▶ **EXERCISE**
Starting with the line that contains "of the dark" and going on through the line that contains "Target: black wetsuit", write those lines out again, swapping "jagged" for "sharp" and changing nothing else.

▶ **Stored dataset items**
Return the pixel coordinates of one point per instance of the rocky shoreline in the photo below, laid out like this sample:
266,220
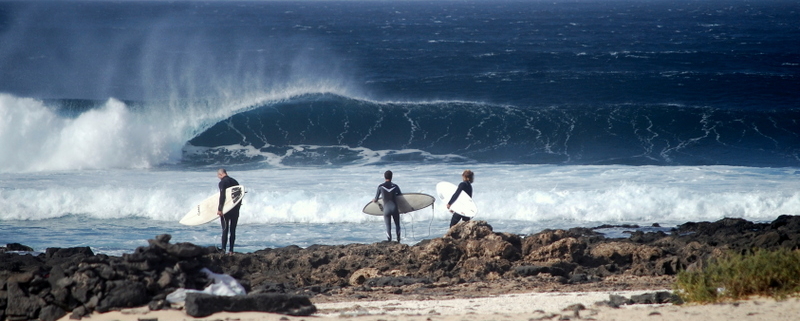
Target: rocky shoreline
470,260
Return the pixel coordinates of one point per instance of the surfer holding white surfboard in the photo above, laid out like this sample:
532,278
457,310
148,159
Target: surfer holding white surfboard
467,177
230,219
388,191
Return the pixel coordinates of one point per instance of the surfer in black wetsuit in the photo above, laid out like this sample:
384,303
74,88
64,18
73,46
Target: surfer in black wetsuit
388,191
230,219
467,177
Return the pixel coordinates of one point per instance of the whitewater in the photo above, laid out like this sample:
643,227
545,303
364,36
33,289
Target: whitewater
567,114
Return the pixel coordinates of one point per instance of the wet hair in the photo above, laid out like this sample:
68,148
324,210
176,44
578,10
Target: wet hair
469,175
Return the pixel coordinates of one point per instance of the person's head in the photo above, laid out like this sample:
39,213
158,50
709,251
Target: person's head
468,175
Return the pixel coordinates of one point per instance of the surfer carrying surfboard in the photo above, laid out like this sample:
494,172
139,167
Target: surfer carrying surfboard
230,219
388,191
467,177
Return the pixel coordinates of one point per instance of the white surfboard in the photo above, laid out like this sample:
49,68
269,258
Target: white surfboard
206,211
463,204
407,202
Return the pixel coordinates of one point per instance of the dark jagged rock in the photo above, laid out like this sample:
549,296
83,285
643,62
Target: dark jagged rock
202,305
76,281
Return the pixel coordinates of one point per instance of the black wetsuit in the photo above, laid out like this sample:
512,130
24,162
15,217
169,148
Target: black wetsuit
==
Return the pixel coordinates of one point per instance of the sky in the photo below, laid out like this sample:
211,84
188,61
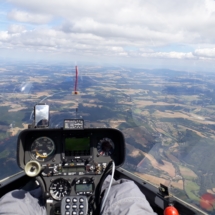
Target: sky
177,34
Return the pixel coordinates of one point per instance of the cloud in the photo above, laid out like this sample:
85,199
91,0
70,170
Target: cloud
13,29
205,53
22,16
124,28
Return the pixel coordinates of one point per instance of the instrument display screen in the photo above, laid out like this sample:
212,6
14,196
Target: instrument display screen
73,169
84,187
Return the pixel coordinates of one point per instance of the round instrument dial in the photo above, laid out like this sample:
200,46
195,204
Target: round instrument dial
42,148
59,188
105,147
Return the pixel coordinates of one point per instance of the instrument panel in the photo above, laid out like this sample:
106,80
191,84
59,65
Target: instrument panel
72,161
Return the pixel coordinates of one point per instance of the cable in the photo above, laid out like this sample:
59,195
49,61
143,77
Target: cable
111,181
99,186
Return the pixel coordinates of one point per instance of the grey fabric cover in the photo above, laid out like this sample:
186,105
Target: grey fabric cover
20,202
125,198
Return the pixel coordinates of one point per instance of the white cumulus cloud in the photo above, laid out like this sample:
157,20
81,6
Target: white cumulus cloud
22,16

▶ **SOLUTION FOR THIS TASK**
Return the pixel coordinates of one point per instance of the dark sharp rock in the photo above, laid out like this sample:
549,296
83,285
643,62
Target: dark sharp rock
202,305
76,281
Return the pixel coordinates of one point per instance of the black wetsuit in the photo above, laid out like this sample:
512,130
24,162
15,217
169,148
Target: black wetsuit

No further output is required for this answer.